Reading passage START

Trump capitalized on the Republican base’s disaffection with the Bush family, going so far as to blame George W. Bush for the 9/11 terrorist attacks in a 2016 primary debate.

“The Bush brand is not what Republican base voters are looking for right now,” Miller said. “It’s not like [George P. Bush] was some Bush third cousin, or the rebel in the family. He was very much the natural successor to the original Bush brand, and no matter how much he tried to change, people could smell it wasn’t authentic MAGA,” he said, referring to Trump’s “Make America Great Again” movement.

Bush tried to outrun his family legacy by repositioning himself as an America First candidate. His campaign rolled out red beer koozies with a rendering of Trump shaking Bush’s hand and saying, “This is the Bush that got it right.” He ran to the right on immigration, moving from supporting in-state tuition for undocumented immigrants brought to the country as children to promising to finish building Trump’s border wall. He called for declaring an “invasion” at the border. He appeared on Real America’s Voice, the right-wing video network that’s home to former Trump strategist Stephen K. Bannon, to support adding more prosecutors to pursue voter fraud.

Reading passage END
Extracted data START

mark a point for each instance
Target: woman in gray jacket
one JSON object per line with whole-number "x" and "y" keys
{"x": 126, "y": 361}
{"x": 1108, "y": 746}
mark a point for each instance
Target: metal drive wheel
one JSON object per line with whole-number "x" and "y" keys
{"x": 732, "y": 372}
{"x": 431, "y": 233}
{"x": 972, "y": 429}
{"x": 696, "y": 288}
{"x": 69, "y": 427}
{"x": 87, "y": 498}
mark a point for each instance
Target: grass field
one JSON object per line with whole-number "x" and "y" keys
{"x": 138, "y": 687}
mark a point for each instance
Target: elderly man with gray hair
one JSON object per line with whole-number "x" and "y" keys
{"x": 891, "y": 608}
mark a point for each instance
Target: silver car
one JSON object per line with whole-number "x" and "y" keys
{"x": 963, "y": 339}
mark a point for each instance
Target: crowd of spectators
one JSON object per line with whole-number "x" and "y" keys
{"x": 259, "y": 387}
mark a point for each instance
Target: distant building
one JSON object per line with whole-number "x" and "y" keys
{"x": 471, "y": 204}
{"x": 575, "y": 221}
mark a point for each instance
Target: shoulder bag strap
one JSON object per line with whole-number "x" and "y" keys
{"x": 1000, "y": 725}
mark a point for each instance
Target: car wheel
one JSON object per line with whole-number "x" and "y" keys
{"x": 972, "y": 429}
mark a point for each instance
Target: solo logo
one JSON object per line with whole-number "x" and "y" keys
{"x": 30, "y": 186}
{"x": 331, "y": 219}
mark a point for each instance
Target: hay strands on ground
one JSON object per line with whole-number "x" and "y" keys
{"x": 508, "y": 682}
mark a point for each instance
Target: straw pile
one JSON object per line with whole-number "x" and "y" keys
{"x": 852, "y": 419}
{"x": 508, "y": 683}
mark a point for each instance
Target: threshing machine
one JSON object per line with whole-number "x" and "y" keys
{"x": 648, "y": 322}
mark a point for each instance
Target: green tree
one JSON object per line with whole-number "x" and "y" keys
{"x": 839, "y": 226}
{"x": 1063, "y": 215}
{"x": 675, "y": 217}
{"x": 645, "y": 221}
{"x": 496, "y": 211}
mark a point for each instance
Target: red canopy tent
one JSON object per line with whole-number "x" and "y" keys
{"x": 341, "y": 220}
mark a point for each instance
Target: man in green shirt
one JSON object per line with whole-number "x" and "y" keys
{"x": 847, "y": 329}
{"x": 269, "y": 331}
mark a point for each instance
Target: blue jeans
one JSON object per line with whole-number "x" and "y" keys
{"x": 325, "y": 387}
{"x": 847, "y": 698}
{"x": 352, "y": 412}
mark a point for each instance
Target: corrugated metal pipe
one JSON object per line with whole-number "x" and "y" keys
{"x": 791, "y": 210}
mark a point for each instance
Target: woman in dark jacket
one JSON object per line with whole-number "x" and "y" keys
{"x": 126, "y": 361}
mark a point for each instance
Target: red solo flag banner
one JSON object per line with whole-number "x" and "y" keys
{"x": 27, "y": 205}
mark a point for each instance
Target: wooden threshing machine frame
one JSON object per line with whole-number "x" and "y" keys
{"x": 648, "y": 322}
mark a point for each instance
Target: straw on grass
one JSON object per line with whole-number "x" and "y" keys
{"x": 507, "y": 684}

Extracted data END

* **Tasks to carry out**:
• a. Duplicate everything in the George P. Bush passage from "Bush tried to" down to "pursue voter fraud.".
• b. Answer these questions from the George P. Bush passage:
(i) In what year's primary debate did Trump blame George W. Bush for the 9/11 terrorist attacks?
(ii) What color were the beer koozies that George P. Bush's campaign rolled out?
(iii) What network did George P. Bush appear on to support adding more prosecutors to pursue voter fraud?

* **Written responses**:
• a.
Bush tried to outrun his family legacy by repositioning himself as an America First candidate. His campaign rolled out red beer koozies with a rendering of Trump shaking Bush’s hand and saying, “This is the Bush that got it right.” He ran to the right on immigration, moving from supporting in-state tuition for undocumented immigrants brought to the country as children to promising to finish building Trump’s border wall. He called for declaring an “invasion” at the border. He appeared on Real America’s Voice, the right-wing video network that’s home to former Trump strategist Stephen K. Bannon, to support adding more prosecutors to pursue voter fraud.

• b.
(i) 2016
(ii) Red
(iii) Real America's Voice